# EXERCISE DESCRIPTION
In the material below, find every line containing the string "rise" and return it.

# DATASET ENTRIES

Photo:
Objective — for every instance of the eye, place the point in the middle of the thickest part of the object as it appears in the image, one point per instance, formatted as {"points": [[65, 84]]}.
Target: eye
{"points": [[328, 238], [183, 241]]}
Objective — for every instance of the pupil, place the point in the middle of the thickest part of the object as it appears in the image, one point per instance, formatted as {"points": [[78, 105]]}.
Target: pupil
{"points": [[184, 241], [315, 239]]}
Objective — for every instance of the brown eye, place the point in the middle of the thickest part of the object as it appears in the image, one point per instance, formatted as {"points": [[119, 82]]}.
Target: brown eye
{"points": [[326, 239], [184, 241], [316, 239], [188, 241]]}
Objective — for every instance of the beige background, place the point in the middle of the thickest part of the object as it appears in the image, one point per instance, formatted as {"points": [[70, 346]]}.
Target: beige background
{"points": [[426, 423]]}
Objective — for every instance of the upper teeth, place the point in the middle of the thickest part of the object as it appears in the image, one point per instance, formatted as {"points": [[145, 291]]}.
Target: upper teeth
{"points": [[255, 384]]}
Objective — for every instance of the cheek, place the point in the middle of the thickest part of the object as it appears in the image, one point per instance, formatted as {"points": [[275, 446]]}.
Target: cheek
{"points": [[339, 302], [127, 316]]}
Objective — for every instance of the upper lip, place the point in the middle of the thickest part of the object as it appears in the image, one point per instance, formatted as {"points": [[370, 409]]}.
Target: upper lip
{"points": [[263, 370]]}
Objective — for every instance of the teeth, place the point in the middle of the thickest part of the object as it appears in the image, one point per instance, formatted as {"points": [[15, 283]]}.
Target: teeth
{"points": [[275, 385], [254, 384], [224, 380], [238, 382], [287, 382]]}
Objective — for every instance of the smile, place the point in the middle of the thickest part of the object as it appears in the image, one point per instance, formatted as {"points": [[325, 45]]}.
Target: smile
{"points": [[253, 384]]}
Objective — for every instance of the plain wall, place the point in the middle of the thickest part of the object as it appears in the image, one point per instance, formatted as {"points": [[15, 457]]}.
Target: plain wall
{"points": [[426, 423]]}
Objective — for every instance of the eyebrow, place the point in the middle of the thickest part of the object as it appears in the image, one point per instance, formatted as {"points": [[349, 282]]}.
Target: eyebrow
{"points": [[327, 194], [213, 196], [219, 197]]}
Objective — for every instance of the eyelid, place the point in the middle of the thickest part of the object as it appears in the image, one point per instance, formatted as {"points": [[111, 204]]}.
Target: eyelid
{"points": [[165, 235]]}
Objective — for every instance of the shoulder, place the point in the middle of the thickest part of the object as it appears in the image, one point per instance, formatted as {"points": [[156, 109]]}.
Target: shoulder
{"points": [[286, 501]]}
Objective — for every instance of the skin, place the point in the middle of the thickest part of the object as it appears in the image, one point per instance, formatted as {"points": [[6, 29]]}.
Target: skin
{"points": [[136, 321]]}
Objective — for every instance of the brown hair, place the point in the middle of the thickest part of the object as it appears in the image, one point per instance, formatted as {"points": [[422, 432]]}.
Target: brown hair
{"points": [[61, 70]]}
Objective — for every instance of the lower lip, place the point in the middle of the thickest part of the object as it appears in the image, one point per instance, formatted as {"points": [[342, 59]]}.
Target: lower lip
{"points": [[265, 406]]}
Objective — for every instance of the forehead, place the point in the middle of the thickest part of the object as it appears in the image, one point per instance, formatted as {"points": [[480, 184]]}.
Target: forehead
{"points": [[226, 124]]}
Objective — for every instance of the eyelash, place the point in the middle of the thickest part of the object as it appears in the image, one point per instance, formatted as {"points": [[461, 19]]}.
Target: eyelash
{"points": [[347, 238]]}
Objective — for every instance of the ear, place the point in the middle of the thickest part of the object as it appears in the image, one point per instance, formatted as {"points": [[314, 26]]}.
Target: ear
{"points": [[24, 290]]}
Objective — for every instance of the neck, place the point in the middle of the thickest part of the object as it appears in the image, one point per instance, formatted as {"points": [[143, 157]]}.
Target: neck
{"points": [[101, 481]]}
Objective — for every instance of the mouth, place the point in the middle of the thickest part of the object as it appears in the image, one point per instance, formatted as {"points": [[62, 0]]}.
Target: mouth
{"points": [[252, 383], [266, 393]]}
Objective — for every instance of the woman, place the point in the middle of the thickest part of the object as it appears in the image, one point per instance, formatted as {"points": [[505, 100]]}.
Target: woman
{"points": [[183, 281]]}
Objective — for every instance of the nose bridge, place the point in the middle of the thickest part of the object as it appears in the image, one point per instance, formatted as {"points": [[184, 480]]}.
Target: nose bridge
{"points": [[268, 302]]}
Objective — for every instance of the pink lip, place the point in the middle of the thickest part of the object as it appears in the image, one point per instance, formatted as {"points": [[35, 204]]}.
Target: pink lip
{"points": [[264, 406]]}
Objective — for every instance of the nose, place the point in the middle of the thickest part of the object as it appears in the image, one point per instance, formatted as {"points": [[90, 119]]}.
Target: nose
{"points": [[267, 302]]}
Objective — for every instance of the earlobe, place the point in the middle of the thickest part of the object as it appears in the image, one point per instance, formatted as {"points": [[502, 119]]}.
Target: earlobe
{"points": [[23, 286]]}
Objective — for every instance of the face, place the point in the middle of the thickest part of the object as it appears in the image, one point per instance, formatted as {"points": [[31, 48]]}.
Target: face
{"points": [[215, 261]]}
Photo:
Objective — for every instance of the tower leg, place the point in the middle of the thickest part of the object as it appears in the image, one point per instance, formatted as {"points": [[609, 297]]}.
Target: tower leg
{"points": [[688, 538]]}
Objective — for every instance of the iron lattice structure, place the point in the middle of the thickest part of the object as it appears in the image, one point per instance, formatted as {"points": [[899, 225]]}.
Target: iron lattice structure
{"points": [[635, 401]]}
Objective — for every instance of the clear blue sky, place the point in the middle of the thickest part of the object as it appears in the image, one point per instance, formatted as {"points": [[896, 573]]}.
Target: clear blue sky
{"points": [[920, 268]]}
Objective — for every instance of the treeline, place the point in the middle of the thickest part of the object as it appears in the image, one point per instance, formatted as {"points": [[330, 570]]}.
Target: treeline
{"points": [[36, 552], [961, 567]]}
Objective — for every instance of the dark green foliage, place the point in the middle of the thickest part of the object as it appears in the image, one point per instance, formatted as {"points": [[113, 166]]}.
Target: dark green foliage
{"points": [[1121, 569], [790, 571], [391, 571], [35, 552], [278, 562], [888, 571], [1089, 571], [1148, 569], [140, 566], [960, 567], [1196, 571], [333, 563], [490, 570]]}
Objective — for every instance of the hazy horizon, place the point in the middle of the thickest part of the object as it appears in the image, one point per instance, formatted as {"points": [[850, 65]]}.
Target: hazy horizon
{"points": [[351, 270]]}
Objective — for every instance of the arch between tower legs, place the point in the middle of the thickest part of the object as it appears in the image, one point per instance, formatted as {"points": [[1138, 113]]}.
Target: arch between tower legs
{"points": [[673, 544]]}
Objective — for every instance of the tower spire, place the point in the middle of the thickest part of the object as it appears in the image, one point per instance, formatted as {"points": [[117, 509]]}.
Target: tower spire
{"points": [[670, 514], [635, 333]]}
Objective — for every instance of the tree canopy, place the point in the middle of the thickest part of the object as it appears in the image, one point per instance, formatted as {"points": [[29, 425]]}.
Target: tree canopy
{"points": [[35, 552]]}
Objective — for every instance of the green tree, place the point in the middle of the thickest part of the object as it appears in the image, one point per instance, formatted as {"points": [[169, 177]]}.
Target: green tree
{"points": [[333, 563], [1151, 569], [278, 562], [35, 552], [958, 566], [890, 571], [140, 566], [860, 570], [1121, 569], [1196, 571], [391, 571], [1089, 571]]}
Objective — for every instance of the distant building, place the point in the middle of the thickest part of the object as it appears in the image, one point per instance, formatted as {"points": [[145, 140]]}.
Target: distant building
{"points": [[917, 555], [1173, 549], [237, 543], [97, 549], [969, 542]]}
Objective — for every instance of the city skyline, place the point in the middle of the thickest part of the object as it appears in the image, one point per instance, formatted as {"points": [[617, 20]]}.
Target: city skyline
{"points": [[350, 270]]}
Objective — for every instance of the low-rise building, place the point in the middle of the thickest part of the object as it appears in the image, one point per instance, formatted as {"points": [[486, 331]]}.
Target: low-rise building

# WORKED SOLUTION
Objective — for every instance of the low-rise building, place the point in the middle of the thickest part of the object as it appears in the image, one point per instance, formatted as {"points": [[486, 331]]}.
Target: low-rise building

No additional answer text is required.